*** Opening of Excerpt to read ***

Desert bighorn sheep are crossing Interstate 40 in California
Desert bighorn sheep are able to climb steep, rocky terrain with speed and agility. New research shows that they can cross a four-lane highway.
At some point in the last decade, at least one of these rare beasts—notable for their large curled brown horns—crossed Interstate 40 in at least one location in the Mojave Desert of California, according to a new Oregon State University study published in the journal Molecular Ecology.
"This is an interesting development that helps increase our understanding of animal movement across human-created barriers," said Clint Epps, a wildlife biologist in OSU's College of Agricultural Sciences and lead author of the study. "Determining how species move across complex and fragmented landscapes and interact with human?made barriers is a major research focus in conservation."
The Epps-led research team analyzed the DNA contained in bighorn sheep scat collected on both sides of the interstate in two different time periods—the early 2000s and 2013-2015. They also extracted DNA from blood of 159 bighorn sheep captured as part of an ongoing demographic study.
There was no evidence of movement in the first time period but there was in the second—so the researchers inferred a change in the bighorn's willingness or ability to cross. Avenues for crossing could include pushing through fencing and crossing at surface level despite heavy traffic, or using washes bridged by the interstate but also fenced and typically occurring on flatter ground rarely used by bighorn sheep.
The researchers haven't been able to determine the number of individuals that have crossed, he said.
"These populations are in distinct mountain ranges and are very isolated," Epps said. "They form herds rarely exceeding 20 individuals. They don't like to get far away from their mountainous habitat, but occasionally they move between ranges. Fifteen years ago, there was no evidence of movement across the interstate, but they are intelligent. My guess is one individual figured out how to cross and others started following."

*** Close of Excerpt to read ***
*** Opening of Dataset entries ***

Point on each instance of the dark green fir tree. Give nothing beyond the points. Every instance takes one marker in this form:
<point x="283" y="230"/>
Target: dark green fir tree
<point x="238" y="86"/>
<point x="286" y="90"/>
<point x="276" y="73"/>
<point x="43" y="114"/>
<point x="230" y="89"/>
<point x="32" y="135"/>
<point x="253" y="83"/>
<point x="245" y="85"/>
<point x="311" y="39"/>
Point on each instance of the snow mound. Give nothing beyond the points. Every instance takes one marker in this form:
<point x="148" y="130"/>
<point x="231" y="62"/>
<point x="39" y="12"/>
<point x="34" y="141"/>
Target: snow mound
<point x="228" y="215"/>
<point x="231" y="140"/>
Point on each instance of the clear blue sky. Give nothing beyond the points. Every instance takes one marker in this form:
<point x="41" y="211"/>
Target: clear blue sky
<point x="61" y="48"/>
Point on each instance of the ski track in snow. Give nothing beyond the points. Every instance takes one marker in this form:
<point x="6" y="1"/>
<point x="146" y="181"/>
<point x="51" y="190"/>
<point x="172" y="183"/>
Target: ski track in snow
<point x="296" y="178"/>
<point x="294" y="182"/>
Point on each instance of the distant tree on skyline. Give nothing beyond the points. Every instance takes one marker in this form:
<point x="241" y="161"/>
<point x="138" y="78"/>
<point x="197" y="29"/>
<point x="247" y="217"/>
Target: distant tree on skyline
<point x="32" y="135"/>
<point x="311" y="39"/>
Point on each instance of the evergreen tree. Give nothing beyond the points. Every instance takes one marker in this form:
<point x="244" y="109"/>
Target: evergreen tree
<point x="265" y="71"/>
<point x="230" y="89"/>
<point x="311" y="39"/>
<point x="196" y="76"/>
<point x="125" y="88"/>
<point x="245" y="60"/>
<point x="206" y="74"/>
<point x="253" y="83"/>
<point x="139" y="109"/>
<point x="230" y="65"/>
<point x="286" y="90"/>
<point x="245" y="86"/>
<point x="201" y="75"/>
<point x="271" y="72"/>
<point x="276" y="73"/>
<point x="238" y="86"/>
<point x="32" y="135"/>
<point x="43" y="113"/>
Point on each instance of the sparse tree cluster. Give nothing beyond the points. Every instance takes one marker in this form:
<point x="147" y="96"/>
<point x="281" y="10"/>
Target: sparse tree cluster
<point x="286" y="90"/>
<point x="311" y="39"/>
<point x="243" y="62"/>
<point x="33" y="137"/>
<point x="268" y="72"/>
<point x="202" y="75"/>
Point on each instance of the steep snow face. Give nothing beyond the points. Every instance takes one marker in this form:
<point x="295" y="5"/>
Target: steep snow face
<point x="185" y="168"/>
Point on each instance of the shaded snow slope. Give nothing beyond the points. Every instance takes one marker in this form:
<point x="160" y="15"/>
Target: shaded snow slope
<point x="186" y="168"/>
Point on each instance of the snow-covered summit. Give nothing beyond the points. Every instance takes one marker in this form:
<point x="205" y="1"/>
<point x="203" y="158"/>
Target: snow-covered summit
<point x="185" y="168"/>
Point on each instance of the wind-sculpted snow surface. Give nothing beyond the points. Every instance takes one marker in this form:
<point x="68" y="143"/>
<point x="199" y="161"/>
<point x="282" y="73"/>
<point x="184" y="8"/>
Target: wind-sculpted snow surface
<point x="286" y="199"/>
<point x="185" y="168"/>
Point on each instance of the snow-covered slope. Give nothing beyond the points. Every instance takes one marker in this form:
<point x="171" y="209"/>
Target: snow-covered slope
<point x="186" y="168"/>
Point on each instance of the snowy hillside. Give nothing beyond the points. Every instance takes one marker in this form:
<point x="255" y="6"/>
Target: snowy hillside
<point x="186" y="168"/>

*** Close of Dataset entries ***

[Directions for this task]: Continue the article above about desert bighorn sheep crossing Interstate 40, beginning right after its final sentence.

[Output of the task]:
The willingness to cross the highway has pros and cons, Epps said. On the positive side, crossing the interstate will lead to bighorn from one herd mating with members of another herd. This will increase genetic diversity among the populations, said Epps, who began studying the desert bighorn sheep in the Mojave as a doctoral student in the early 2000s.
On the other hand, movements like this might contribute to the spread of a respiratory disease that has killed numerous bighorn sheep in Western states over the past few decades and is considered the largest risk to wild bighorn sheep populations.
Indeed, the first clue that at least one bighorn had crossed was in 2013, when the pathogen that causes fatal pneumonia in the animals was detected in carcasses on both sides of the interstate. The bighorn have little resistance to the diseases of non-native domestic sheep and cattle that were brought west by settlers.
"The information we had from the previous work was very good, but because this study addressed both time periods, this change in movement behavior shows how animals do different things over time," Epps said. "We thought the risk of disease transmission across this barrier was low, but they surprised us."
Desert bighorn sheep are native to the Mojave Desert. Rams typically live from 10 to 13 years and for ewes the average life span is 12 to 20 years.
"They are charismatic animals; a flagship species for conservation in the desert," Epps said. "There are small numbers of them living in large areas, in an environment that is inherently challenging. Human-made barriers that affect the landscape makes life for them even trickier."